文書の抜粋:
例えばこれ=>chinese pasteurization 11century wine - Google 検索
 
 
 ∧∧
(‥ )これは11世紀の例だね
\−  他にもお酒を熱々で
    つめることで
    長期保存を可能にした例が
    あるみたいだね
 
  (‥ )やっぱどうも世界中で
      色々な人々が
      パスツール以前に
      低温殺菌を見つけた
      ということっぽいな
 
 *追記すると1116年に書かれた中国の古いお酒の本「北山酒経」に火入れのことが書いてあるそうだ=>https://www.jstage.jst.go.jp/article/jbrewsocjapan1988/86/4/86_4_287/_pdf
 
 
 
 まあなんというか、

 パスツール以前に火入れを見つけた日本人すげー!
 
 とか
 
 パスツールのような科学がなくても日本人は問題なかったほど偉大なのです!
 
 とか、
 
 そういう誇大妄想的な自慢話は根拠がない、ということである。
 
 いや、そもそも以上のような妄言の何が問題なのかというと
 
 ∧∧
( ‥)すげー! とか 偉大!

提供された情報:
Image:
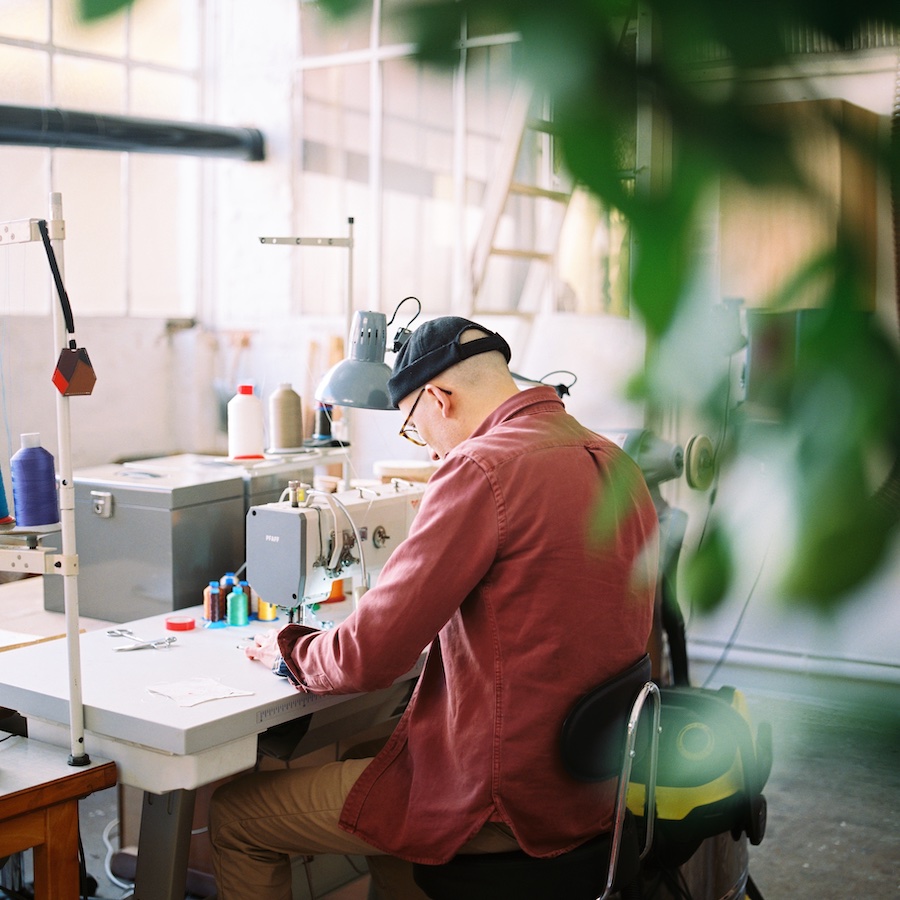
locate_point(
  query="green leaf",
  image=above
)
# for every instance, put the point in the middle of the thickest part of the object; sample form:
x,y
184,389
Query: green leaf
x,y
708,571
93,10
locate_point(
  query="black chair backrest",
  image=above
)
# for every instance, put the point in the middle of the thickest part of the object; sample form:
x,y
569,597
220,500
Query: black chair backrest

---

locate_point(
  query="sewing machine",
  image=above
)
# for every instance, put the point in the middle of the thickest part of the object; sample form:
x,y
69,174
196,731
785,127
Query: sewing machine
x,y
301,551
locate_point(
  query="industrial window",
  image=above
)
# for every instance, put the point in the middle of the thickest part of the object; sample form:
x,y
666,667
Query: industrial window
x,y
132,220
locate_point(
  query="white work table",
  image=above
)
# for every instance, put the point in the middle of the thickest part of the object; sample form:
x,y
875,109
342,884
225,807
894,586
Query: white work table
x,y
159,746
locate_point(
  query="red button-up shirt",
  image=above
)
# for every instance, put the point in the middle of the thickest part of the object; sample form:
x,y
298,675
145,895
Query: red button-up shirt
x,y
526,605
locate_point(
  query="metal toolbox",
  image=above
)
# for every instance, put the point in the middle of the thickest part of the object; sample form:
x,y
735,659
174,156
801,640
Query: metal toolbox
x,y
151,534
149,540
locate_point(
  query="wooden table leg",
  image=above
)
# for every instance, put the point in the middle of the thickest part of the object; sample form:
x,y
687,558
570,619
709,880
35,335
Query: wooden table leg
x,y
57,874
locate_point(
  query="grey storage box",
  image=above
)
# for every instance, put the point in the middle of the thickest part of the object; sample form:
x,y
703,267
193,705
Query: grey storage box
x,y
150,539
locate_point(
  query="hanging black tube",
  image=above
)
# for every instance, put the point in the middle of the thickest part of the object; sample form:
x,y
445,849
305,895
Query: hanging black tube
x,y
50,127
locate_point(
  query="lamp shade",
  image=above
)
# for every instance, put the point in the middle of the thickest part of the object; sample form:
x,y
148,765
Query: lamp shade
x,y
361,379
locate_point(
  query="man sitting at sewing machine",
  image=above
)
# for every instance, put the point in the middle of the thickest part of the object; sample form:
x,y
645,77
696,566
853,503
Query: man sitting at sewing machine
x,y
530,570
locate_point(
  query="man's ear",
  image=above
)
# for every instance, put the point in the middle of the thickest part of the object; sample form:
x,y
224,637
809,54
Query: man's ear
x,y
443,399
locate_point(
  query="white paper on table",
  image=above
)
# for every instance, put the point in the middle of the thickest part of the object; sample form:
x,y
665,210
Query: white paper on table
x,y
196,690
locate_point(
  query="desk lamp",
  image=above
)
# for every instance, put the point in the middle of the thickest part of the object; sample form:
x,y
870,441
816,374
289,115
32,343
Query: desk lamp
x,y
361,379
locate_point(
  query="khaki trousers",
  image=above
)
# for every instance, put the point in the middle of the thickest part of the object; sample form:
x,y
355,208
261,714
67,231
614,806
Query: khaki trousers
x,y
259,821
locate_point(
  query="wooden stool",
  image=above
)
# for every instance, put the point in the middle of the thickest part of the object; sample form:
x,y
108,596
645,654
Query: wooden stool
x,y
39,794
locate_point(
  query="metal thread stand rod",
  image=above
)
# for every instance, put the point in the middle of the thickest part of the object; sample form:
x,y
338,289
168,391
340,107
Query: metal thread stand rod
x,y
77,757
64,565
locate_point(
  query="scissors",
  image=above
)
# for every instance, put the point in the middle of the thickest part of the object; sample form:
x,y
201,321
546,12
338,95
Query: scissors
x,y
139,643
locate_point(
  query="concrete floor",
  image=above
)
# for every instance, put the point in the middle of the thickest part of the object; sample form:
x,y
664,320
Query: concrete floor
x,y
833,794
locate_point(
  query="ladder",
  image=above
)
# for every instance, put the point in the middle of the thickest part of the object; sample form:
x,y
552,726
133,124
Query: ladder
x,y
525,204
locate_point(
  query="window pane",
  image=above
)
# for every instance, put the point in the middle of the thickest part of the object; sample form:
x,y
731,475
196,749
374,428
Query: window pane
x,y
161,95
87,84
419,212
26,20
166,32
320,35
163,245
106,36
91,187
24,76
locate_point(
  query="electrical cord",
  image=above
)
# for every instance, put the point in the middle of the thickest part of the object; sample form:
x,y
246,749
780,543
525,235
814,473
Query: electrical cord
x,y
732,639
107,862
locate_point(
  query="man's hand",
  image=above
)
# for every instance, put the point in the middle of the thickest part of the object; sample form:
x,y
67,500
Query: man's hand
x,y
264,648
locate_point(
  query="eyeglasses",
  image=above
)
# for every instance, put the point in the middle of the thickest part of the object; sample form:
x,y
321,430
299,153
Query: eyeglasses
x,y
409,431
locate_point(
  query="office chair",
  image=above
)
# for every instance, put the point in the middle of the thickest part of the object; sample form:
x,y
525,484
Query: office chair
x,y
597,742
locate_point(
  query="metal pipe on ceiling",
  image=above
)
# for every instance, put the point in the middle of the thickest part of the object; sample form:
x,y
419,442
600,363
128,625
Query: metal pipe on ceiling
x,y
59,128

実施する作業:
A) 低温殺菌に関する文章にある「そういう誇大妄想的な自慢話は根拠がない、ということである。」という一文を英語に訳してください。
B) 低温殺菌に関する文章の「(‥ )やっぱどうも世界中で」から「パスツール以前に火入れを見つけた日本人すげー!」までを、「パスツール」を「パストゥール」に変えて書き直してください。
これらの記録はここでは使用しません。

期待される出力:
A) It means that such megalomaniacal boasting has no basis.

B)
(‥ )やっぱどうも世界中で
      色々な人々が
      パストゥール以前に
      低温殺菌を見つけた
      ということっぽいな
 
 *追記すると1116年に書かれた中国の古いお酒の本「北山酒経」に火入れのことが書いてあるそうだ=>https://www.jstage.jst.go.jp/article/jbrewsocjapan1988/86/4/86_4_287/_pdf
 
 
 
 まあなんというか、

 パストゥール以前に火入れを見つけた日本人すげー!